■ Aim of the task ■
Rewrite the material from the line containing "the mountain peak." through the end as a Markdown table with the columns Row and Line, numbering each line in order and leaving out blank lines.

■ Provided data ■
# # # # # # #
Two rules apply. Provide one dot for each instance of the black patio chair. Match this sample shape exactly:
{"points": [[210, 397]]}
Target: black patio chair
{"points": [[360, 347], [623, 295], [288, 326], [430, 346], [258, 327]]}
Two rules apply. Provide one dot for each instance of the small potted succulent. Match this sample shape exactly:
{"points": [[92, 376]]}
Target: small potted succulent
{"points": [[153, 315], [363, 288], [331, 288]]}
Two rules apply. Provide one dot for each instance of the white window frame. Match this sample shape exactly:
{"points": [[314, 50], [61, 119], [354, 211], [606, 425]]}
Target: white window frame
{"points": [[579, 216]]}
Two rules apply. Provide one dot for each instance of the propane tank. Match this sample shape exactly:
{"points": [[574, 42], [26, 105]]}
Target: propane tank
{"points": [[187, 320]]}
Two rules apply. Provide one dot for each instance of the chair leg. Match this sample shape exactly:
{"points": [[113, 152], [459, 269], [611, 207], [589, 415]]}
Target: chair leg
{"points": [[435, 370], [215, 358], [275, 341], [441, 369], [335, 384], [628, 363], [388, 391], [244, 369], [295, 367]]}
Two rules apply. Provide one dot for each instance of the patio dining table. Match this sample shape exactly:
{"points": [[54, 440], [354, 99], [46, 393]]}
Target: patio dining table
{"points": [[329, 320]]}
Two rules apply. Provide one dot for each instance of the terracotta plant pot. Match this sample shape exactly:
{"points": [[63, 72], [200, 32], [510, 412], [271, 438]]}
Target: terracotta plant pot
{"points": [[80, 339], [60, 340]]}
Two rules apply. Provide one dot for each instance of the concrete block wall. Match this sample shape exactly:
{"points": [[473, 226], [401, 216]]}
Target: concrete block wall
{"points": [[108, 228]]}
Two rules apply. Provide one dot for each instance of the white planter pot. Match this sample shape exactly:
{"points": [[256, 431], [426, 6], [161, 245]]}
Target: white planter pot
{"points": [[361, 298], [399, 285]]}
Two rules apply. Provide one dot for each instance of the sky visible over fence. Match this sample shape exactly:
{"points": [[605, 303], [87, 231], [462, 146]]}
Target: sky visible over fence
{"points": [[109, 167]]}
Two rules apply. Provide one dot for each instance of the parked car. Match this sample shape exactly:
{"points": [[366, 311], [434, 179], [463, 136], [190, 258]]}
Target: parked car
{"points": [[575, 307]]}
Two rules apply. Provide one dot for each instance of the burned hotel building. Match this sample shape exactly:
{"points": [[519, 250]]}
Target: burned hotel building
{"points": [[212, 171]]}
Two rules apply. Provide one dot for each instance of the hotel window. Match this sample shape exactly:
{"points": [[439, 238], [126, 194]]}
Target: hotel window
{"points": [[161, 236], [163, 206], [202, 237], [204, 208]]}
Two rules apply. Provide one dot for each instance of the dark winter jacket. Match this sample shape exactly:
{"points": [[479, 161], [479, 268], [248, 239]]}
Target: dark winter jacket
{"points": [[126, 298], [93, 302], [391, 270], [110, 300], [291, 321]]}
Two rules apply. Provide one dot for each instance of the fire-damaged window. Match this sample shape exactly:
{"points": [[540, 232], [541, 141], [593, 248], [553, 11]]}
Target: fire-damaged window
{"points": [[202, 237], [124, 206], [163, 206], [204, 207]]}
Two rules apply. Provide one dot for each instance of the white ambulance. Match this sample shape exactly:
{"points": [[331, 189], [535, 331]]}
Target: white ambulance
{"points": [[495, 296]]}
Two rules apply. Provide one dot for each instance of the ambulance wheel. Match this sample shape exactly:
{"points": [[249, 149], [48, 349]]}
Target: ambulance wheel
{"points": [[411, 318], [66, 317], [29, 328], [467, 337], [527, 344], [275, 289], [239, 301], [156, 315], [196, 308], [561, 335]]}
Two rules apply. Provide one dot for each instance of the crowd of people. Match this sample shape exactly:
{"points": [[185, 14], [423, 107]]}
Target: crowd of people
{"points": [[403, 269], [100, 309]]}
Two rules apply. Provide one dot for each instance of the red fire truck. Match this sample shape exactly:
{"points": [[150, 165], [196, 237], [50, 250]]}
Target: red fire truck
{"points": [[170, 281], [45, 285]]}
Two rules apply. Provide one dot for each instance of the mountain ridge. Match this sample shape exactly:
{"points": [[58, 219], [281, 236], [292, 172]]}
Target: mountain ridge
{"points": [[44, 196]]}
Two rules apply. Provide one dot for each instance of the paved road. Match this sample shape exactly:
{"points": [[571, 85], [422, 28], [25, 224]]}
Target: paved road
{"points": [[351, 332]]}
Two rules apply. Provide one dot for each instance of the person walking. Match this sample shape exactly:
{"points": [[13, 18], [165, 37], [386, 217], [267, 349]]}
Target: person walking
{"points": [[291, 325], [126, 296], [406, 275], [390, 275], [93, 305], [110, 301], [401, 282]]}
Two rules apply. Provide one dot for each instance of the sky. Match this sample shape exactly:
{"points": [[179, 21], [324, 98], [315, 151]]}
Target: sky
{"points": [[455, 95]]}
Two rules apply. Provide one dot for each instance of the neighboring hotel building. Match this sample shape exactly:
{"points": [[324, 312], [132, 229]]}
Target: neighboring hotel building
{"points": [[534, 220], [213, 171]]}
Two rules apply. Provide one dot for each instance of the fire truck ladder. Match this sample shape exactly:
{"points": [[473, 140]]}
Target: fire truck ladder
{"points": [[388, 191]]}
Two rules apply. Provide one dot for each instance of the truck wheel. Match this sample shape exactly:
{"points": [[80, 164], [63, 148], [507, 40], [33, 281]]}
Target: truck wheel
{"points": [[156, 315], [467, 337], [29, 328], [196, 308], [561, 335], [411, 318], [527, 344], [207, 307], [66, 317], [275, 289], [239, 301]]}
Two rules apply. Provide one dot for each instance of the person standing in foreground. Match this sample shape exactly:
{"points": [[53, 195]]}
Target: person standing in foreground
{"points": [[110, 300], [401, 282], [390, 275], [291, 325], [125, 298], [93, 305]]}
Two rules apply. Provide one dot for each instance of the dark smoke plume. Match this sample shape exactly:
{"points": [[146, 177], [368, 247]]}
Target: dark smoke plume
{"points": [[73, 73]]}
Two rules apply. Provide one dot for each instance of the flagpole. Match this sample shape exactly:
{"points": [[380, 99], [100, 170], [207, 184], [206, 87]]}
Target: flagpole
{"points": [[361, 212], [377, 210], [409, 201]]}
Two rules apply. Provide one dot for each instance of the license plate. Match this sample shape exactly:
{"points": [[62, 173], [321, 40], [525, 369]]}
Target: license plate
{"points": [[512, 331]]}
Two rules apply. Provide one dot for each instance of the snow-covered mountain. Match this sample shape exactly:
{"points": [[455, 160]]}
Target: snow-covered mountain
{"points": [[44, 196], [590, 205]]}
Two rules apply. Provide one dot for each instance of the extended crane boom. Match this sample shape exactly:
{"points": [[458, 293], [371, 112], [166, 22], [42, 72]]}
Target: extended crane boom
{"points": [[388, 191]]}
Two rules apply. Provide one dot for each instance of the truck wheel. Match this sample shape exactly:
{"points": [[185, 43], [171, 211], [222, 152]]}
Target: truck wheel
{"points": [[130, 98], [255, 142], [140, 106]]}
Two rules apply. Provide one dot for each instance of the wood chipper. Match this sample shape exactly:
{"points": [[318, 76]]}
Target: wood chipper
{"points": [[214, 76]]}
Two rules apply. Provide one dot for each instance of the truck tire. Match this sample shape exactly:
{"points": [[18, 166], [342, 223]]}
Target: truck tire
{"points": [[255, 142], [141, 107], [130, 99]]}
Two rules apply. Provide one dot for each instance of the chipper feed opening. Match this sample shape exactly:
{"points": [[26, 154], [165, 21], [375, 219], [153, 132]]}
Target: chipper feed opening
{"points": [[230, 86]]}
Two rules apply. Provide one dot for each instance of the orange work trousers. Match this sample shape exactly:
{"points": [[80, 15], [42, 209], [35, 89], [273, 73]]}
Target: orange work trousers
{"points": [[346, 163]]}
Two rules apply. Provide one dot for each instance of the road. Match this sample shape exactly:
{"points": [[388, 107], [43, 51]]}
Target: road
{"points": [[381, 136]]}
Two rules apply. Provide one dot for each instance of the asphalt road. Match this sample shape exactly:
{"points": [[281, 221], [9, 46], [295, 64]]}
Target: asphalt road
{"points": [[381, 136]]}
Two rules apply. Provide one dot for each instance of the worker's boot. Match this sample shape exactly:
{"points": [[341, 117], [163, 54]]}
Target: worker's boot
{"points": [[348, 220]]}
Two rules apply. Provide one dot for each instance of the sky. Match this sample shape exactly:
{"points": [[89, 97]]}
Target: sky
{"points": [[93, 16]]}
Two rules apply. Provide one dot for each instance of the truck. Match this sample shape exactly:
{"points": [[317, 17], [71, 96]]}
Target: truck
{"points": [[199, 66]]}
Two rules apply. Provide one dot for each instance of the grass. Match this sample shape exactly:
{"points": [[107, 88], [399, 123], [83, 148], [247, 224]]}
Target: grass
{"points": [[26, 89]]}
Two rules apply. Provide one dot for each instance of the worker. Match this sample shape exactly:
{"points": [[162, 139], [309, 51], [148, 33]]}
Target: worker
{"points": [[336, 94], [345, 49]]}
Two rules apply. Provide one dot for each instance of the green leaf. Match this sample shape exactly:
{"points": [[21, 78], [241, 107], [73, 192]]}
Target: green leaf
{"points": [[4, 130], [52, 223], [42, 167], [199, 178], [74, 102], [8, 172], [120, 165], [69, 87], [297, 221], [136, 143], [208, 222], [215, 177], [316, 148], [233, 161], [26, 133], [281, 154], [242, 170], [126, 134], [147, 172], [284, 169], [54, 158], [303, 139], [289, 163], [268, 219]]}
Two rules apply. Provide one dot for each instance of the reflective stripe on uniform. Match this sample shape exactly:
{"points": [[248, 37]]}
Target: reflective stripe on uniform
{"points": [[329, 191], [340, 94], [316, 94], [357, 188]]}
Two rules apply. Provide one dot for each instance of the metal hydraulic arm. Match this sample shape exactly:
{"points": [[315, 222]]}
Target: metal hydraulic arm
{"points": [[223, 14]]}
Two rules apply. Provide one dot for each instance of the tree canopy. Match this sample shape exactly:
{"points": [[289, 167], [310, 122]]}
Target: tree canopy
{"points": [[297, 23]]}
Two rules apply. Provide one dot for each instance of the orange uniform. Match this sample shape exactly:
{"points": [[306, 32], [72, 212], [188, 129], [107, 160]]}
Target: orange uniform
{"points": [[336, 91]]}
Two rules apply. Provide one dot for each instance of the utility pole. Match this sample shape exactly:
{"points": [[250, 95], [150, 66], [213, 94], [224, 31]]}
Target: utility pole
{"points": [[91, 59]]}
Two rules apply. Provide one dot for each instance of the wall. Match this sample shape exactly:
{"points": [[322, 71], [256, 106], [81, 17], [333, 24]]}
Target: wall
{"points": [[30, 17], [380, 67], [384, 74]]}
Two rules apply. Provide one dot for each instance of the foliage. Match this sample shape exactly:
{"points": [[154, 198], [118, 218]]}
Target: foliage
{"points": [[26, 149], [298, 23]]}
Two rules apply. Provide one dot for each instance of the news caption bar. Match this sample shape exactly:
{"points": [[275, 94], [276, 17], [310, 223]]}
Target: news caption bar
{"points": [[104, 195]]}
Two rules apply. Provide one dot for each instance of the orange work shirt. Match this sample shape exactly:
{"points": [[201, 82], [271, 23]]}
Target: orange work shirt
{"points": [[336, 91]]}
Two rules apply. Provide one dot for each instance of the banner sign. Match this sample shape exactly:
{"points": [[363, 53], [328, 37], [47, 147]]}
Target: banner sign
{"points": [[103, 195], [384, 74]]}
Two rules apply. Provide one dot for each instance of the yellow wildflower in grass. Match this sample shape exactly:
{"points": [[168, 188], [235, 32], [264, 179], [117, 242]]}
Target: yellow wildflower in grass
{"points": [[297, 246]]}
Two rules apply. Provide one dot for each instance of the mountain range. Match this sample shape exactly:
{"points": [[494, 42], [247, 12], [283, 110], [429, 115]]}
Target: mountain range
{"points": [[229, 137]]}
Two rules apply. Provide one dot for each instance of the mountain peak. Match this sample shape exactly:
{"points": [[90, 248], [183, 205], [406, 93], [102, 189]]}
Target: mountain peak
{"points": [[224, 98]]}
# # # # # # #
■ Correct result ■
| Row | Line |
|---|---|
| 1 | Two rules apply. Provide one dot for each instance of the mountain peak. Match this sample shape exactly: |
| 2 | {"points": [[90, 248], [183, 205], [406, 93], [102, 189]]} |
| 3 | Target: mountain peak |
| 4 | {"points": [[224, 98]]} |